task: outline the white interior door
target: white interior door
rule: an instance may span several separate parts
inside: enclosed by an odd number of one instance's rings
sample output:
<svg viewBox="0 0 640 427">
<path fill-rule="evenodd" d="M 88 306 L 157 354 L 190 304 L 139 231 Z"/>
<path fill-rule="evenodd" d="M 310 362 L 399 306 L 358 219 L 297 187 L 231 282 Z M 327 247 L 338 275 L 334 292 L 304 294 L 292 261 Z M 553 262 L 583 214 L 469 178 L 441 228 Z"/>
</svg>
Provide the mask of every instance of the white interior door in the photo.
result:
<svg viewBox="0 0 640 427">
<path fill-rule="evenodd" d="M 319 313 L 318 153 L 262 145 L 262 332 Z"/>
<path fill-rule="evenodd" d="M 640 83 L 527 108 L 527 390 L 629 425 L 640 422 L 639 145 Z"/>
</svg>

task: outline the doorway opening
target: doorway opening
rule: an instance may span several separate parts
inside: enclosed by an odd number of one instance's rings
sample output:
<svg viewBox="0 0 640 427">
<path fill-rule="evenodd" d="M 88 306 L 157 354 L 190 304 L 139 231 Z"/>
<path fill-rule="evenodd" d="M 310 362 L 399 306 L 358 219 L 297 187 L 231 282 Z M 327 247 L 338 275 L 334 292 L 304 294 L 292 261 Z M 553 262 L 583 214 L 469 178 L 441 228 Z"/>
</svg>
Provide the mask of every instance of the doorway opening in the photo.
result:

━━━━━━

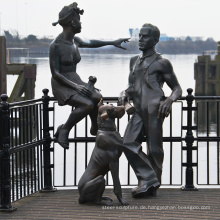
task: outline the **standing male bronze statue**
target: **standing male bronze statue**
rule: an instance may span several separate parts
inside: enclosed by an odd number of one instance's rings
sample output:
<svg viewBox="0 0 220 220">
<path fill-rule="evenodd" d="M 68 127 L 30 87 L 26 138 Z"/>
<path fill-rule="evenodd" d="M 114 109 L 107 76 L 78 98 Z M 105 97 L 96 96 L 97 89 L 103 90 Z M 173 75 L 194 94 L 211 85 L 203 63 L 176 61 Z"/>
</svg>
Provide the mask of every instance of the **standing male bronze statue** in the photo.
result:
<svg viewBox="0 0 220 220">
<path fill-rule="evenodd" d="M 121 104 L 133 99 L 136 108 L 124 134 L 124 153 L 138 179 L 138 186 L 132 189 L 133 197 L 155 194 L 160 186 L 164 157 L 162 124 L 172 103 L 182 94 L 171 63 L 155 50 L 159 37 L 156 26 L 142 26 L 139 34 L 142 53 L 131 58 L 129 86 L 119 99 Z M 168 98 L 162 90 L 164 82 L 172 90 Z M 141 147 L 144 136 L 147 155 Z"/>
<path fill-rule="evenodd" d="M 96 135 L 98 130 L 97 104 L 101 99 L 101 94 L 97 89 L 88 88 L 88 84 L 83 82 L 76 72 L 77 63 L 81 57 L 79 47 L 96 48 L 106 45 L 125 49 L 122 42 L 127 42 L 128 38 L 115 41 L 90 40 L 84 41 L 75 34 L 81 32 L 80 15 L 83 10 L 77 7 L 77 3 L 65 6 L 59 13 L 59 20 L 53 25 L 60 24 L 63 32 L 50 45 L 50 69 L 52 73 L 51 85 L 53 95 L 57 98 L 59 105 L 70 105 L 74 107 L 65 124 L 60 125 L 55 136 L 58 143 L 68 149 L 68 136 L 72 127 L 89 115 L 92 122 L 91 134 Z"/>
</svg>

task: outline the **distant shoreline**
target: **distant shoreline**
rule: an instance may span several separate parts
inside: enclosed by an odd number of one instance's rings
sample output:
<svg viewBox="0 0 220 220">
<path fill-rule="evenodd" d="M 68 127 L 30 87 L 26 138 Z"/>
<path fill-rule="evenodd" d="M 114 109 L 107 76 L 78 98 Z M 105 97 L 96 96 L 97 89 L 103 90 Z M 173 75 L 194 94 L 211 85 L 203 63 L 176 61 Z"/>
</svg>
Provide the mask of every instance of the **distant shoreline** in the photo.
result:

━━━━━━

State how many lines of the listing include "photo", and nothing more.

# EXERCISE SOLUTION
4